● **ITEMS**

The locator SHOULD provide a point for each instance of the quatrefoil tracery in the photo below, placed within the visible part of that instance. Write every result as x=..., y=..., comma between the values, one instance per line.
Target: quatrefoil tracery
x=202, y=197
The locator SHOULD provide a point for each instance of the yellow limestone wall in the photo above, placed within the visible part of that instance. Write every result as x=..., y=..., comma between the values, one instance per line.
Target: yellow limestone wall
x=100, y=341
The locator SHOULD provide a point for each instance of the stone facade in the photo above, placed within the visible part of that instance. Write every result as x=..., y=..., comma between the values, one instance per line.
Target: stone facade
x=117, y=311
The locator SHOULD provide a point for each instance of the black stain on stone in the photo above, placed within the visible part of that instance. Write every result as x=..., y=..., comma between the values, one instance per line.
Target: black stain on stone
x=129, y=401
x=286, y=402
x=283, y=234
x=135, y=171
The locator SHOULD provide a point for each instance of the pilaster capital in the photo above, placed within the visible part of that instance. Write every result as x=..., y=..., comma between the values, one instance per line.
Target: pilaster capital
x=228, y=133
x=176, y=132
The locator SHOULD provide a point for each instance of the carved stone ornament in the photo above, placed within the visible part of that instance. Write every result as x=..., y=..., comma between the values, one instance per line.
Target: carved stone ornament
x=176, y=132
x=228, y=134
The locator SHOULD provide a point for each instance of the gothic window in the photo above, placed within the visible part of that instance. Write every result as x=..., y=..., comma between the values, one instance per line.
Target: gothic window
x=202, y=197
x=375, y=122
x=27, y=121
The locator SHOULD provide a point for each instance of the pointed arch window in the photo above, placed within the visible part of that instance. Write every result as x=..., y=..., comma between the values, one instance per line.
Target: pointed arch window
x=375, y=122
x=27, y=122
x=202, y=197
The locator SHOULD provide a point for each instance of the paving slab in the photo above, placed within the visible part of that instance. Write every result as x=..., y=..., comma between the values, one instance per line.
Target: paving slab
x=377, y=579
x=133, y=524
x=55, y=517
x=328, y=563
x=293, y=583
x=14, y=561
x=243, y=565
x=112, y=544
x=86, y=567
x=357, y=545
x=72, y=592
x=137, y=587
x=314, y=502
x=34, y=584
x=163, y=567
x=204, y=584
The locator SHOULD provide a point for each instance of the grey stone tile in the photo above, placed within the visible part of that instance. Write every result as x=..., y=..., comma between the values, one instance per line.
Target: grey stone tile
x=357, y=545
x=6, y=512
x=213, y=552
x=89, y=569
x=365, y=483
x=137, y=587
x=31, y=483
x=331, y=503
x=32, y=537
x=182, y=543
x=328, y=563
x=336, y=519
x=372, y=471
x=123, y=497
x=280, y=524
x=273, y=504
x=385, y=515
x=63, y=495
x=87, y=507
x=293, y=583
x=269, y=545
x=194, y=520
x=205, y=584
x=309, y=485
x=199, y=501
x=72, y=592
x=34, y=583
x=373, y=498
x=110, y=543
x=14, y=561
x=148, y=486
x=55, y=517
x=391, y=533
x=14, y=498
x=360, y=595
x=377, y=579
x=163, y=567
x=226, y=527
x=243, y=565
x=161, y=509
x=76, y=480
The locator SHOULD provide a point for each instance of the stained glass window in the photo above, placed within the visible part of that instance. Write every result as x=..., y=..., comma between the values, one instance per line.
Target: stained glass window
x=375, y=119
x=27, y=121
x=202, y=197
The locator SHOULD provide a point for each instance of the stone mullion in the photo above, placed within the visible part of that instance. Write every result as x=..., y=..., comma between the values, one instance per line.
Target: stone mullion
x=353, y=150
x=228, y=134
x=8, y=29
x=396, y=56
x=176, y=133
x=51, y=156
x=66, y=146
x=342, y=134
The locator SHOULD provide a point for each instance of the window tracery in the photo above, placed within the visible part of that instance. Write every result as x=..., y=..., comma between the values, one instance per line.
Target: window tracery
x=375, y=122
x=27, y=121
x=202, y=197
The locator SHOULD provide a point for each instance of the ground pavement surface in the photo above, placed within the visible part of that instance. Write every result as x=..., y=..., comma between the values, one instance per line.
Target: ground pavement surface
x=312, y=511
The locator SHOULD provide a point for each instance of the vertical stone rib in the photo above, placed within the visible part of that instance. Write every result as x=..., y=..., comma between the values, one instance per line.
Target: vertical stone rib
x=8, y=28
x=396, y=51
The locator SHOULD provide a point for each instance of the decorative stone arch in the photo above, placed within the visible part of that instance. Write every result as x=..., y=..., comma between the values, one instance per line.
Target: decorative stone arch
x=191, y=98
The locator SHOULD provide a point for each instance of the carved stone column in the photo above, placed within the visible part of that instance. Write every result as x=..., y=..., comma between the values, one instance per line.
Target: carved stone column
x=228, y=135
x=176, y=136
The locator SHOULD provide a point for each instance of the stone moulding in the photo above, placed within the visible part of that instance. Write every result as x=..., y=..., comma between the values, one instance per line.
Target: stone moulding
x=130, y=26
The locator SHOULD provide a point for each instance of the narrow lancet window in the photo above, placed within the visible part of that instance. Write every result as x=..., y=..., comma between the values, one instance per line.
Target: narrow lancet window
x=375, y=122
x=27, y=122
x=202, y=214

● **EXERCISE REQUIREMENTS**
Rewrite the entries from the line with "of the vertical" to the line with "x=396, y=51", both lines included, and keep every line in place. Shift each x and y coordinate in the answers by adding 138.

● **RESULT OF THE TASK**
The locator SHOULD provide a point for each instance of the vertical stone rib in the photo above, placed within the visible part of that instance. Write every result as x=..., y=..., comma between the values, one instance per line.
Target: vertical stone rib
x=146, y=166
x=534, y=189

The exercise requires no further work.